▸ Task requirements:
Please count the lines in the records below that contain the word "wall". Reply with the number alone.
***
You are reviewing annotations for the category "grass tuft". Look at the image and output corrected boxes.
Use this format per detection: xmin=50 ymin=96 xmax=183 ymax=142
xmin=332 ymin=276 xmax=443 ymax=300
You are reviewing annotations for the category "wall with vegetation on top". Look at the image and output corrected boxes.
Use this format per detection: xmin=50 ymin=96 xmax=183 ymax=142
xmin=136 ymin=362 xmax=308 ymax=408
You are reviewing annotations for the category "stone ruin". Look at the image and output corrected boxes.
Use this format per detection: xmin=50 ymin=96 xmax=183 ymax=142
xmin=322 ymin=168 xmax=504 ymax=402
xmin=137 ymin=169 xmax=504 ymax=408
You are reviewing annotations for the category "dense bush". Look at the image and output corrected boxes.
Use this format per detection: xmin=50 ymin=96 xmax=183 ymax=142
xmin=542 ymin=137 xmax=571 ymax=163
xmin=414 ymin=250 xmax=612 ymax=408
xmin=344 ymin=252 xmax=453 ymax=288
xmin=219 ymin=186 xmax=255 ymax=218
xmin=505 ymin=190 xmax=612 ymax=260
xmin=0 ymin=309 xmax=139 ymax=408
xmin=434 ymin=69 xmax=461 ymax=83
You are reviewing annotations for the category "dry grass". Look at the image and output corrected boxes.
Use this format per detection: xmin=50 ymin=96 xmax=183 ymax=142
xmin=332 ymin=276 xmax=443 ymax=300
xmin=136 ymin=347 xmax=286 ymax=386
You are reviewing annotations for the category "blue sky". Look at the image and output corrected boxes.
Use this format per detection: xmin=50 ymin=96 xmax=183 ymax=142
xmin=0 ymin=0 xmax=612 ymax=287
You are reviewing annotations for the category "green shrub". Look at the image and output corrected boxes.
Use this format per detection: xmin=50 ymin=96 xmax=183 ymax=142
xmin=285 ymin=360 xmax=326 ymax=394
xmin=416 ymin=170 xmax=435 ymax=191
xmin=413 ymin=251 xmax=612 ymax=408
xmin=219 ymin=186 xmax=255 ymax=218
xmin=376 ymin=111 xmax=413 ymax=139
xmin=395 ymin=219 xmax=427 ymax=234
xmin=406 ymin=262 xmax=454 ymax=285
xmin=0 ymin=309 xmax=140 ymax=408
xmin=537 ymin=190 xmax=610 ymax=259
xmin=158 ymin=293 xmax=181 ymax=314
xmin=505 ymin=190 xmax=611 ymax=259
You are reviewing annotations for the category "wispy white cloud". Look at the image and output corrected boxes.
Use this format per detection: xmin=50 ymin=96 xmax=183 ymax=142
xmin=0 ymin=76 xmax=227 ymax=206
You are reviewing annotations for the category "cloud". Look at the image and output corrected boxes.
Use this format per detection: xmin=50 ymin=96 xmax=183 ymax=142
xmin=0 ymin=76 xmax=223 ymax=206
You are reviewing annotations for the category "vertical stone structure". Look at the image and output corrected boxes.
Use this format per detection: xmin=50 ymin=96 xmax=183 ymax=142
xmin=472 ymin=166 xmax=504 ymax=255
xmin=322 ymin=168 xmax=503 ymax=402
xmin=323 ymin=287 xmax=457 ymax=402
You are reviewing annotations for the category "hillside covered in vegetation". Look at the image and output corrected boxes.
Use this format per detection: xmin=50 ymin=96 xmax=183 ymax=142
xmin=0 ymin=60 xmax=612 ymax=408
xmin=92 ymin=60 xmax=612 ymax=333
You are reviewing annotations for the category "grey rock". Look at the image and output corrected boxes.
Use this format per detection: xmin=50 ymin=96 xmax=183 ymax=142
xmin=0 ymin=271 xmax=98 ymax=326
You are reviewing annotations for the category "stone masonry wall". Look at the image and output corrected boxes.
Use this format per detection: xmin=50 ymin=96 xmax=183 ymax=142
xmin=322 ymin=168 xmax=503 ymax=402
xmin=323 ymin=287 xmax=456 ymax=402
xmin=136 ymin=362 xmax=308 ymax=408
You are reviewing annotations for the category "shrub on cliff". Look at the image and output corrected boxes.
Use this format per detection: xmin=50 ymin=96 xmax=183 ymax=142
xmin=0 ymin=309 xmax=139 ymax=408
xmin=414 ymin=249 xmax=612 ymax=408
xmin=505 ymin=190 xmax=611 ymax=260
***
▸ Complete response:
2